- Given problem 1:
List every predefined module that the page below on Dagster factory pipelines says the package provides out of the box.
- Given problem 2:
From the page below on Dagster factory pipelines, quote the passage that starts at the words "pipeline.run()" and stops after the words "during DagsterPipeline runtime.".

- Source text:
** START **

Create dagster pipelines by using reuseable modules and yaml configuration
Project description
Dagster Factory Pipelines
This python package allows to create dagster pipelines by using reuseable modules and yaml configuration.
Features
- Provide base classes for own module, triggers, asset_checks creation and a simple way of registration for new models
- Out of the boxes has predefined modules for http_requests, pandas operations, arcgis, csv store
- Supports templating with jinja syntax
- Configuration of a data pipeline via yaml
- Provides simplify definition for job schedules, triggers, partitions, hooks, i/o manager
How to use dagster yaml pipelines in the project
pip install dagster-factory-pipelines
Define Dagsters defs
from dagster_factory_pipelines import DagsterPipeline
pipeline = DagsterPipeline()
pipeline.run()
defs = pipeline.get_definition()
By default DagsterPipelines looking for the main.yaml file in the root directory of the python project. It can be changed to any other files if needed.
How to create own module
Modules can be created in any python files. The most important part to make sure that module is registered during DagsterPipeline runtime.
Dagster asset module
There are two requirements for the module. It should use abstract class and it should be registered and accessible to pipeline module during runtime.
ModuleBase abstract class has important information about asset from the yaml configuration, such as asset ins, dependencies, partition, group name, asset name.
@register_module("questdb.api")
class QuestDbGet(ModuleBase):
"""
Retrieves data from quest db api and store it as a pandas dataframe
"""
endpoint: str
query: str
# auth staff later
def create_asset(self) -> AssetsDefinition:
@asset(
kinds = ["python"],
description="Gets data from QuestDB and returns as dataframe",
**self.asset_args
)
def get_quest_db_data(context:OpExecutionContext) -> pd.DataFrame:
self.create_pk(context)
context.log.info(f"QuestDB endpoint:{self.endpoint}, Query: {self.query}")
res = Request(self.endpoint, [], None, params={"query":self.query.format(**self.pk)})
data = res.get_data()
data = data.json()
columns = [col["name"] for col in data["columns"]]
return pd.DataFrame(pd.DataFrame(data.get("dataset"), columns=columns))
return get_quest_db_data
create_asset method should be declared. In this method we simply create traditional dagster asset. We can use all params catched from the yaml file via **self.asset_args argument.
These are required values for the module. For the type checking the base pydantic module is used here.
endpoint: str
query: str
As a result we can start using this module directly in the configuration file.
- asset: quest_db_data
module: questdb.api
params:
endpoint:
query:
If any of required parameters are missing Dagster will notify user about missing values in the configuration.
Dagster sensor module
Dagster asset check module
Dagster pipeline
pipeline structured in the logical way for Dagster
environment:
io_manager:
s3:
resources:
- resource: name of the registered resource
name: name of the resource that will be used in dagster
params: additional params for the defined resource
jobs:
- template: template_path
prefix: Optional prefix
vars:
var1: var1_value
....

** END **

- Supplied entries:
** START **

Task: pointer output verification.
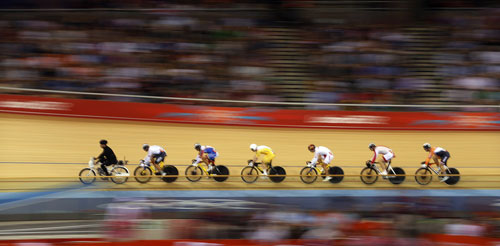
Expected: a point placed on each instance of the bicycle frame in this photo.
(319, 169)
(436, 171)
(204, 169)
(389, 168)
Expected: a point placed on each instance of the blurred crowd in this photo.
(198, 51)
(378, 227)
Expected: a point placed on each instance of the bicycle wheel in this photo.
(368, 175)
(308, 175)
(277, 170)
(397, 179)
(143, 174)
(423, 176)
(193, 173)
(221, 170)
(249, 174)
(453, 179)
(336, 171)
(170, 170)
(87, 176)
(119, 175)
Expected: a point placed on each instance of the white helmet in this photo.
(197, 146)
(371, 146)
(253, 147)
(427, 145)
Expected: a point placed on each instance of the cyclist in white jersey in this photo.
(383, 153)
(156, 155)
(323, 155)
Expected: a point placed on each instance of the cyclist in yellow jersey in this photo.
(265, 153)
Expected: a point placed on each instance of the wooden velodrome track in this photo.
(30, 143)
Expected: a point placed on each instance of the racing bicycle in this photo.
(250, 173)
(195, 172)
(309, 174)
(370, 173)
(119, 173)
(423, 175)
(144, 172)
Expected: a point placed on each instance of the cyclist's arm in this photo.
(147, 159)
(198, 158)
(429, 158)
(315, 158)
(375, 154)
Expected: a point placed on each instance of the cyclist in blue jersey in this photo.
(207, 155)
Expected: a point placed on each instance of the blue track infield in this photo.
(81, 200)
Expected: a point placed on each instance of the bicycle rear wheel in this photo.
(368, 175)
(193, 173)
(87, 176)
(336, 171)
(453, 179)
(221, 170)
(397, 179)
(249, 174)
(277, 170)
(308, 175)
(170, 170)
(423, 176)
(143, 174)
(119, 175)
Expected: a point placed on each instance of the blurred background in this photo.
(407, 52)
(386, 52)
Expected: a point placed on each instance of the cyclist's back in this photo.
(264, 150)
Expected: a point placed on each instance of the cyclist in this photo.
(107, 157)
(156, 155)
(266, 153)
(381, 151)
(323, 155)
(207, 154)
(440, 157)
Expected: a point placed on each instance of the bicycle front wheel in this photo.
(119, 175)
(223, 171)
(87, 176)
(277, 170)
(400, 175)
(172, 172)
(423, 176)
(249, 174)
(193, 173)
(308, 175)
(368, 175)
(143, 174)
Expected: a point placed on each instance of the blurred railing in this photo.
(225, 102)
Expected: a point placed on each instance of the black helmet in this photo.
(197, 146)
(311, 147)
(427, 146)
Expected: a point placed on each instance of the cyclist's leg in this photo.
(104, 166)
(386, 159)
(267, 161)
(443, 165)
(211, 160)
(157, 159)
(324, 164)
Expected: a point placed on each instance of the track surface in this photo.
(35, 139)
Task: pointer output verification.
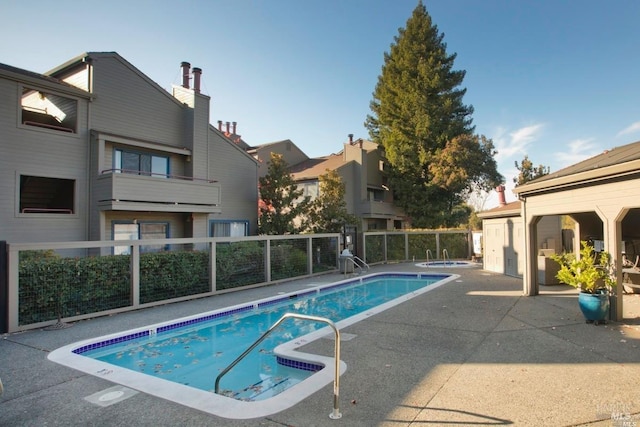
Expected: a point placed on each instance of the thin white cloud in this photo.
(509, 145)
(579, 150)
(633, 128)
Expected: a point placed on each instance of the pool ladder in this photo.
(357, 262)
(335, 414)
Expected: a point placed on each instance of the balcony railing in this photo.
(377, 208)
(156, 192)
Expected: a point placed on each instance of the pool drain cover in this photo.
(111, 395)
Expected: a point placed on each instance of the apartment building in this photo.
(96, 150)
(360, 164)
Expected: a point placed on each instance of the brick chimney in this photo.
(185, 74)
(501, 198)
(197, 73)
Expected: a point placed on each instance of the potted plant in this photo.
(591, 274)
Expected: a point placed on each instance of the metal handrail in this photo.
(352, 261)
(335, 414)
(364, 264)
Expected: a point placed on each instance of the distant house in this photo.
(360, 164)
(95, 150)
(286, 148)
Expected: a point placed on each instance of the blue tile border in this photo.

** END **

- Full output 1:
- http_requests
- pandas operations
- arcgis
- csv store

- Full output 2:
pipeline.run()
defs = pipeline.get_definition()
By default DagsterPipelines looking for the main.yaml file in the root directory of the python project. It can be changed to any other files if needed.
How to create own module
Modules can be created in any python files. The most important part to make sure that module is registered during DagsterPipeline runtime.